● Text excerpt:

/---

The FUSE pseudo-filesystem inside the container should be masked, so systemd doesn't attemped to mount it automatically. This is strictly speaking not necessary, but will get rid of a stupid error message at boot:
ln -s /dev/null /srv/lxc/lxc1/etc/systemd/system/sys-fs-fuse-connections.mount

Finally, LXC supports pseudo-virtual terminals (lxc-console, lxc.tty setting). Newer LXC versions (1.1, not part of Jessie) are able to tell systemd automatically which ones have been generated, but when using the version shipping with Jessie, they still need to be activated manually. In this example, 4 consoles are used. To activate them, the container-getty@.service must be instantiated. systemd's default service expects the name of the device node beneath /dev/pts within the container as instance name; however, LXC before 1.1 doesn't use the PTS instance of the container for its consoles, so the device nodes will not lie within that directory. Rather, the configuration below will use lxc.devttydir = lxc, so the nodes will be beneath /dev/lxc. However, going up to the parent directory works for the instance names (although the getty greeting looks slightly awkward). Therefore, the following commands should be used to activate the consoles:

for i in 1 2 3 4 ; do
  ln -s /lib/systemd/system/container-getty@.service \
        /srv/lxc/lxc1/etc/systemd/system/multi-user.target.wants/container-getty\@..-lxc-tty$i.service
done

If you don't want to use these consoles (lxc.tty = 0), then this step can be skipped. If you want a different number of consoles, change both the setting in LXCs configuration file and the amount of instances you create here.

Note that this uses container-getty@.service and not getty@.service. This is by design, and getty@.service should not be used for anything but gettys running on real VTs - systemd provides the former service for a reason. (The LXC templates currently get this wrong.)

Configuring LXC

First of all, LXC needs to be told that it should consider all cgroups when bind-mounting the cgroup hierarchy into a container (see below for explanations), therefore one needs to create the configuration file /etc/lxc/lxc.conf and add the line

lxc.cgroup.use = @all

See the lxc.system.conf(5) manpage for details.

\---

● Entries provided:
/---

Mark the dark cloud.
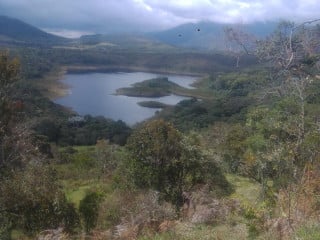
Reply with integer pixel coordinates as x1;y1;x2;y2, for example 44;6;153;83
0;0;320;36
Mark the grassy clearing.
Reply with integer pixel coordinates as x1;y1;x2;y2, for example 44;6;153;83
226;174;262;206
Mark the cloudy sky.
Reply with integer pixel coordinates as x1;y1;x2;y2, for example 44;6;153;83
0;0;320;35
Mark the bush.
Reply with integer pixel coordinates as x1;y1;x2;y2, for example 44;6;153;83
79;192;102;233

\---

● What to produce:
Reproduce word for word the passage of the LXC container setup text that starts at "Configuring LXC" and ends at "manpage for details.".

● Solution for this exercise:
Configuring LXC

First of all, LXC needs to be told that it should consider all cgroups when bind-mounting the cgroup hierarchy into a container (see below for explanations), therefore one needs to create the configuration file /etc/lxc/lxc.conf and add the line

lxc.cgroup.use = @all

See the lxc.system.conf(5) manpage for details.